設問内容
出典本文によると、この本を筆者に勧めたのはだれですか。

Being on the Road ! in Hatena

タイトルは沢木耕太郎「深夜特急」トルコ編の「禅とは,途上にあること」という台詞から.

嘘つきアーニャの真っ赤な真実

米原万里=著,角川文庫
これは・・・すごい本に出会ってしまった.ノンフィクション.心打たれまくって涙流しながら2回もじっくり読む.
斎藤美奈子の解説にも注目.私に勧めてくれたのは,なんとなんとウチの長女!斎藤美奈子つながりでこの本を読みたくなったことも考えられるが,センスのある選択眼である.
どんな教科書よりも共産主義のことが血肉となって理解できるっていうか.共産主義って,元は理想から始まっているのになぜ対立を生むの?1960年代前半にプラハソビエト学校で机を並べた3人の少女;アーニャ,ヤスミンカ,リッツァ.ソビエトの支配〜プラハの春ソ連崩壊〜ユーゴ内戦など,激動の時代を生きた少女たちとその家族を,日本人少女マリがユーモア交えて語る.

提示資料
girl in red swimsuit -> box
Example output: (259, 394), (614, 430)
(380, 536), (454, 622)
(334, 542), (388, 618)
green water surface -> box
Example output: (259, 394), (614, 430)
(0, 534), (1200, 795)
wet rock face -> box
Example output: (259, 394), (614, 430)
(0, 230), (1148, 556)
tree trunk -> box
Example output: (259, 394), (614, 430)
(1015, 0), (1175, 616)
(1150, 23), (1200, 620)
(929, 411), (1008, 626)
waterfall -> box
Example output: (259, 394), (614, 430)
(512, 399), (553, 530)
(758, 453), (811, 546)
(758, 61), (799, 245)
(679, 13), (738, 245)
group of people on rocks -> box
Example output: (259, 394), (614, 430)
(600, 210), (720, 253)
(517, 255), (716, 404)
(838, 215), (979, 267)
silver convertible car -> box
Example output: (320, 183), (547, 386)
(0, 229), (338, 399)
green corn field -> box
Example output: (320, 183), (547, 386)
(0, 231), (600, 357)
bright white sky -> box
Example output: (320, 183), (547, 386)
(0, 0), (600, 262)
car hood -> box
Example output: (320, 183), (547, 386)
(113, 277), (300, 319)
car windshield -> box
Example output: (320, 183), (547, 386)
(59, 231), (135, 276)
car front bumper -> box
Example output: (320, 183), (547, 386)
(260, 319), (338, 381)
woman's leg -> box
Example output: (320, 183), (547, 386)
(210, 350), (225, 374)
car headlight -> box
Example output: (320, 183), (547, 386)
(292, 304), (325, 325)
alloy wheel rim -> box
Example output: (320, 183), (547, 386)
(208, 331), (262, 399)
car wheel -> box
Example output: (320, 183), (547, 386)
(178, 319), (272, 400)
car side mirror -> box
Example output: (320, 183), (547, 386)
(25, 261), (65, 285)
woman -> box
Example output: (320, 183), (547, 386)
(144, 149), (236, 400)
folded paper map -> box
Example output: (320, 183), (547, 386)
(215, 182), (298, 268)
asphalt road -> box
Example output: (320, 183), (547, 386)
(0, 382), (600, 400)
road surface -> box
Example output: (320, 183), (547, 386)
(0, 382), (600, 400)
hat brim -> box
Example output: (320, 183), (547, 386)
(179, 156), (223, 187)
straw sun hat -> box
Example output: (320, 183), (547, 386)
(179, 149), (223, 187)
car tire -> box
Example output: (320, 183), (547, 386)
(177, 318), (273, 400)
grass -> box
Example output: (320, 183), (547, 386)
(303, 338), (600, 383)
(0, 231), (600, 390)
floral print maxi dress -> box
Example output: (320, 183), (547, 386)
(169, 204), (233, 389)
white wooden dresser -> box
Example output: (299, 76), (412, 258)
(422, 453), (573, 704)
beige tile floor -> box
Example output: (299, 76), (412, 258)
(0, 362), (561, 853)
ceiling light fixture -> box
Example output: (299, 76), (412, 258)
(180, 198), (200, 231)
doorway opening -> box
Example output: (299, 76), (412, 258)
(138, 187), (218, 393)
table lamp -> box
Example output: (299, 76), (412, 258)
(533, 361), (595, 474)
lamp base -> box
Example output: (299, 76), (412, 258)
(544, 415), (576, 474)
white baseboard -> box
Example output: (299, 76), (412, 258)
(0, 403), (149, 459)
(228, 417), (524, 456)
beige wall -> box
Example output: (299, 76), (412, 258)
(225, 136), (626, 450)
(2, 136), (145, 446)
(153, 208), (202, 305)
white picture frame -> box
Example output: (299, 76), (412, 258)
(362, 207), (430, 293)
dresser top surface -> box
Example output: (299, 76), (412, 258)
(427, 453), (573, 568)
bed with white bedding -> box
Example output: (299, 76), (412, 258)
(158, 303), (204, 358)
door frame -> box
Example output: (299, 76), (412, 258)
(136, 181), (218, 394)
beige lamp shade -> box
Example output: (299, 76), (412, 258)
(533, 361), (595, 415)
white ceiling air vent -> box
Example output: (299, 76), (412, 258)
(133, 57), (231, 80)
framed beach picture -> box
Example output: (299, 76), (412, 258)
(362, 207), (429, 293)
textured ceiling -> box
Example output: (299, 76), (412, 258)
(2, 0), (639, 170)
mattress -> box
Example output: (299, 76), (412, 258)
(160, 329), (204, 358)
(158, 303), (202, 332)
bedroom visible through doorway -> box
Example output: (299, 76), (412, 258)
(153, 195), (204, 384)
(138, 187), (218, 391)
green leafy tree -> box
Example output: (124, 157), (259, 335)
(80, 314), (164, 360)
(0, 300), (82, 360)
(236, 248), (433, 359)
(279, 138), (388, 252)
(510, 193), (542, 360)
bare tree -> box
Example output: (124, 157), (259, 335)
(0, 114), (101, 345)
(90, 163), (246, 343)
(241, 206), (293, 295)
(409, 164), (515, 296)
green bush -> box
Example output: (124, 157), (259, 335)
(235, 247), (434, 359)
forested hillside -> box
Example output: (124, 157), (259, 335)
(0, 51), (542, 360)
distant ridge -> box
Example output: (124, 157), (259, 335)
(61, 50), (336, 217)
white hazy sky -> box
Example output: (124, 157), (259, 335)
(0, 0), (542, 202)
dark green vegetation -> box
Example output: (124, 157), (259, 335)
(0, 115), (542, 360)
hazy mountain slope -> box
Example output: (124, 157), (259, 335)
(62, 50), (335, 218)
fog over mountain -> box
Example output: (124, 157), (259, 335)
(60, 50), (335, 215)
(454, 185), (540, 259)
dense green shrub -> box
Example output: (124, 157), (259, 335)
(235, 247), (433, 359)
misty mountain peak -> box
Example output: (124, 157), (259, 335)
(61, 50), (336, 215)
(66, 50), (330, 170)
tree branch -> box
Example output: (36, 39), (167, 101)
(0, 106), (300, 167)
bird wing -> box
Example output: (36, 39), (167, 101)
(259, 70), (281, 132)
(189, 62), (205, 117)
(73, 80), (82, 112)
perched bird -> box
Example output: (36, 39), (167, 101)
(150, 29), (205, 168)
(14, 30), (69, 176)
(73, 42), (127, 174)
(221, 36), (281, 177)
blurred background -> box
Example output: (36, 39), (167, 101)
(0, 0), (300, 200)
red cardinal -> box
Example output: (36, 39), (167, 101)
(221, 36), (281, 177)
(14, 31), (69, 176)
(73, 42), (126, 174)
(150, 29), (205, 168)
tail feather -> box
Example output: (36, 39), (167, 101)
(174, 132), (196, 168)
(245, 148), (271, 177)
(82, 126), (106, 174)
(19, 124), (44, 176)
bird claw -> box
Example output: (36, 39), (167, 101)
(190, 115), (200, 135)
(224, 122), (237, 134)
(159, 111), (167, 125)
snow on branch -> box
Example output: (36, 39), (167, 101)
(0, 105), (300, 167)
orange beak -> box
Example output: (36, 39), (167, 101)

解答
筆者の長女です。